**Given task**
Please name the dish that, according to the post about going to the movies, a food critic will at least try before dismissing it.

**Text passage**

- - - -

There’s a paragraph in the opening pages of Robert McCammon’s This Boy’s Life that summed up why, even if I loathe 70 percent of what I see in the theater, I still love to go to the movies. I don’t remember exactly how it went, but it described how — during the few moments after a really great film, before you walk back outside and the sunlight brings you back to reality — you’re able to resurrect, even fleetingly, your child-like sense of wonder. It sits in your chest and effervesces and you can almost feel yourself, at age 12 again, riding your bike down a steep hill with one hand out, waving it into the shutters of wind.

That’s how watching that Where the Wild Things Are trailer made me feel this afternoon. And no matter how big of an asshole we collectively become here on this site, I hope to hell we never come to a point where we’re completely willing to write off the possibility that a kid’s movie, or a teenager movie, can make us feel that way again. Even a food critic, after all, will at least try the Ratatouille before completely dismissing it.

And in case you missed it, or want to see it again, here’s that trailer:



The Game Trailer | Spinning into Butter Review



Comments

I think that guy's a sociopath. I'm a cynic, but I don't want to kill fun for the kids. It's the best part of their lives, and I won't fuck it up for them.

Posted by: George at March 25, 2009 10:27 PM

This post made me all gooey. Until you got to the other part, and I am so full of hate for him that I can't stand it. What is wrong with this guy? He writes this rant about this movie, and not the other dreck that gets thrown out there? has this guy heard how much fucking Avatar is costing?

Jeebus. Like George said, this guy is a psychopath.

Hope you and Lil' Axel feel better soon, Dustin. You two sound just adorable reading together. Loved the post.

Posted by: figgy at March 25, 2009 10:40 PM

And just because you're a fucked up, embittered, angry "adult" who I guess hates to see children happy, doesn't give you the right to decide to strip away the sense of wonder a child will get from a movie. You want them seeing images of war and hunger 24/7? The "real" world? With no respite? Because that will make them grow up to be rational adults? And not embittered like you?

Fuck you.

I'm gonna go watch this again. And I hope to godtopus I never lose my own sense of wonder.

Posted by: figgy at March 25, 2009 10:46 PM

This article, with the added trailer, made me cry.

Posted by: Marcela at March 25, 2009 10:48 PM

What shall WE cuddle and read tonight, Fig? I'm thinking "The Commanist Manifesto" again. You love that one!

Posted by: bucdaddy at March 25, 2009 10:49 PM

Actually, there's a movie about this guy and his plan. It's called "Santa Claus Conquers The Martians".

- - - -

**Stored data**
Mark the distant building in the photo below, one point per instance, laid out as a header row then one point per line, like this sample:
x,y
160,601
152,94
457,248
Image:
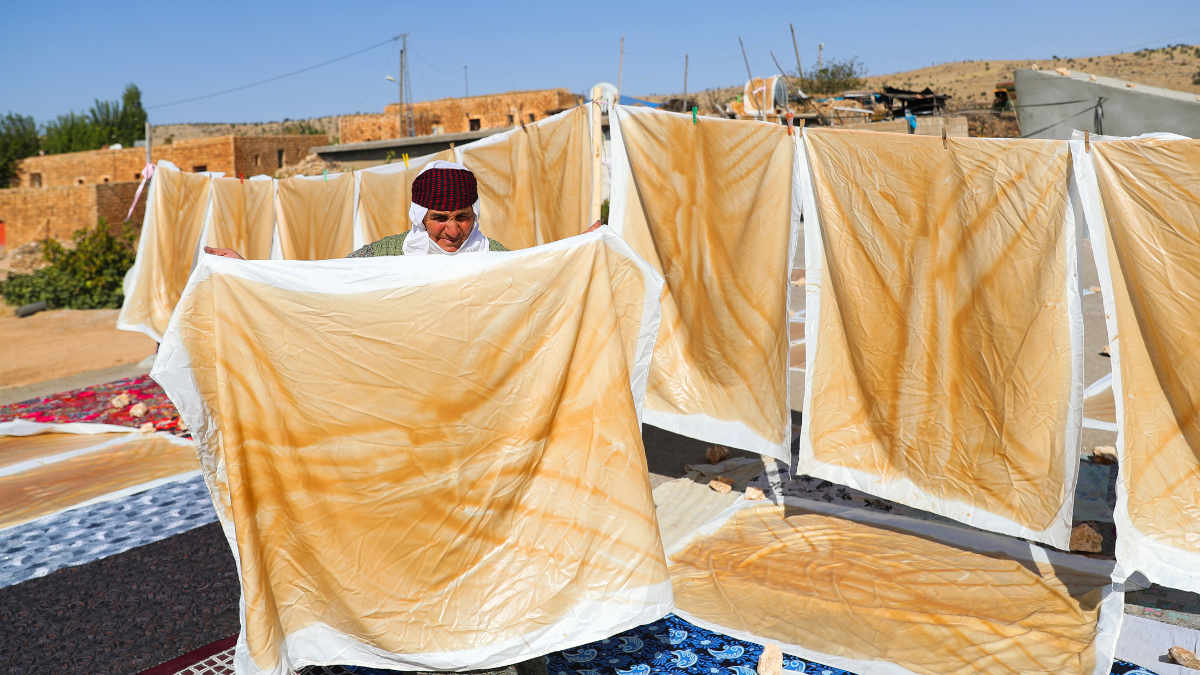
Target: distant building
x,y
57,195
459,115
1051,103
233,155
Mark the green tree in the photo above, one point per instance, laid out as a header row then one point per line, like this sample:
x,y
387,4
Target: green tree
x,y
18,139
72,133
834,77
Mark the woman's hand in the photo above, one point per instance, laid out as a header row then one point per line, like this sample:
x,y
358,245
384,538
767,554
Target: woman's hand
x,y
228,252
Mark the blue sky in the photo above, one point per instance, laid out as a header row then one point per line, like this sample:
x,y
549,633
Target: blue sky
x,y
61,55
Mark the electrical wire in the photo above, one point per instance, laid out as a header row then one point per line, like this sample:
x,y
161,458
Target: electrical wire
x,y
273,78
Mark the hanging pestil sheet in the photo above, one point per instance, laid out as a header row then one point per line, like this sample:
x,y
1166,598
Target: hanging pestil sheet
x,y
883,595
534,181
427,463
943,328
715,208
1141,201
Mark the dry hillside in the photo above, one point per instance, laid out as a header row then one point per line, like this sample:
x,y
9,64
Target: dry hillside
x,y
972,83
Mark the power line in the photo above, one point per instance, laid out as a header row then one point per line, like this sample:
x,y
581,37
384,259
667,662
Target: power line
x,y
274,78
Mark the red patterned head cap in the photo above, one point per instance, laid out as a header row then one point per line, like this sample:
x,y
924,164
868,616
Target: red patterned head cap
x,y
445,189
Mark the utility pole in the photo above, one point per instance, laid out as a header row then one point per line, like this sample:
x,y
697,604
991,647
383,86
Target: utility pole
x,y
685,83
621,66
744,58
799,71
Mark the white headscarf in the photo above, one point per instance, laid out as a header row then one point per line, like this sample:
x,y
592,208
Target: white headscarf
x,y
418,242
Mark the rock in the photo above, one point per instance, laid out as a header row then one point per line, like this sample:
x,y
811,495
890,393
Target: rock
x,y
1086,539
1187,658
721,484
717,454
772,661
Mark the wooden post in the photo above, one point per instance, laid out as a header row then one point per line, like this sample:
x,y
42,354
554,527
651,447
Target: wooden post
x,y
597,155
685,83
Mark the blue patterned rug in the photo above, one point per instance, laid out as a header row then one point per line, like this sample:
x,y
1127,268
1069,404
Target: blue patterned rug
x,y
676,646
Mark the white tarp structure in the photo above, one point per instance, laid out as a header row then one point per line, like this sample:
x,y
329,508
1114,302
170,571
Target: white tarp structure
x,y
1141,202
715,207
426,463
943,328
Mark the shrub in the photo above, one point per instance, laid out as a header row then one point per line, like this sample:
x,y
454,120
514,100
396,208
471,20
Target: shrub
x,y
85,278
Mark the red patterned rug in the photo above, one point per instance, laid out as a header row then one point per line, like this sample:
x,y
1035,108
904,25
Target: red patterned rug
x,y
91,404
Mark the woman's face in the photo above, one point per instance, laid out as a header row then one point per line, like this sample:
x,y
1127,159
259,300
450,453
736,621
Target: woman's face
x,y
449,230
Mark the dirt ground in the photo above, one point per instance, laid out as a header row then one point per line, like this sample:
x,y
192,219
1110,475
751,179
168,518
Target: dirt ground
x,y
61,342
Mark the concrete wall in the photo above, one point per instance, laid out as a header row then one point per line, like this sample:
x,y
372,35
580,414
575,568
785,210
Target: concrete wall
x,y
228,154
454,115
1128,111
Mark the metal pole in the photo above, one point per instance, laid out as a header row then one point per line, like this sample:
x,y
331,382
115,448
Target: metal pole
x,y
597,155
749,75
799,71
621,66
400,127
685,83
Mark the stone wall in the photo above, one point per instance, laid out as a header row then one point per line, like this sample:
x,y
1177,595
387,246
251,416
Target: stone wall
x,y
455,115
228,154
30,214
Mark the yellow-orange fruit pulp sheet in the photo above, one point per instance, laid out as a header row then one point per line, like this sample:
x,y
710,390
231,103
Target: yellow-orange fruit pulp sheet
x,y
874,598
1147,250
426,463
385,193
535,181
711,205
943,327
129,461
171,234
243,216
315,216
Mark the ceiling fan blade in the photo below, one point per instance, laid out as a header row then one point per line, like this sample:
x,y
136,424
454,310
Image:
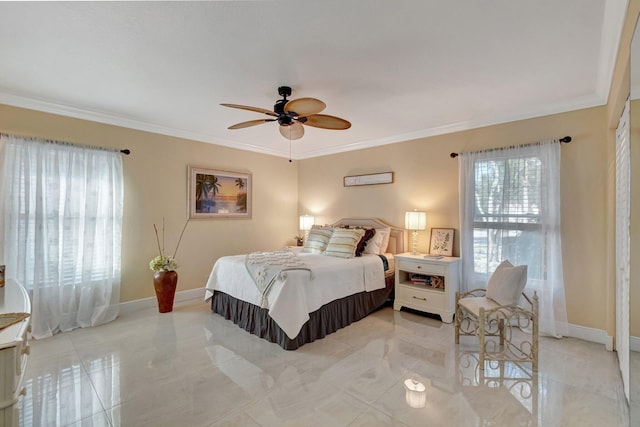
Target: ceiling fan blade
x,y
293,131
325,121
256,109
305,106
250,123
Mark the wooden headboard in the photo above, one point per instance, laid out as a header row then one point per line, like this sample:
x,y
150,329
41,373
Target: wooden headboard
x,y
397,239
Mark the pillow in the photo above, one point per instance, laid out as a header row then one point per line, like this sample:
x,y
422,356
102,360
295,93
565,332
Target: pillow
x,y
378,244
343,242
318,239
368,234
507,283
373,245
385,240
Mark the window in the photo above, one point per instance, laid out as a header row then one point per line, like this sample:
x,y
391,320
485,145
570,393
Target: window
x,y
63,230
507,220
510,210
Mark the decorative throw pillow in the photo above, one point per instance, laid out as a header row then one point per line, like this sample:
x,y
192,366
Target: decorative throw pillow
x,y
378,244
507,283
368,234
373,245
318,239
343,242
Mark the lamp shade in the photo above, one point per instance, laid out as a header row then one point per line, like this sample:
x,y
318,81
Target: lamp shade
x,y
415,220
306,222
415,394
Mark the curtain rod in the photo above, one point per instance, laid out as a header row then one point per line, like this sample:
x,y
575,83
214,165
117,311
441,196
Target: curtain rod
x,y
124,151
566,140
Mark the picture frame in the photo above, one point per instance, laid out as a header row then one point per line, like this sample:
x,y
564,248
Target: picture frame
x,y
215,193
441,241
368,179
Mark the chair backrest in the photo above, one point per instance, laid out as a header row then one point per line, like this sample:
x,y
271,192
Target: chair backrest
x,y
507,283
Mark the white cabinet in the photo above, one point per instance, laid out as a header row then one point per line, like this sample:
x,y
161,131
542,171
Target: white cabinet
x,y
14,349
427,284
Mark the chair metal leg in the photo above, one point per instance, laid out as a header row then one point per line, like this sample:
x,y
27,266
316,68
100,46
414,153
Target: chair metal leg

- - - -

**Solution**
The Ratatouille.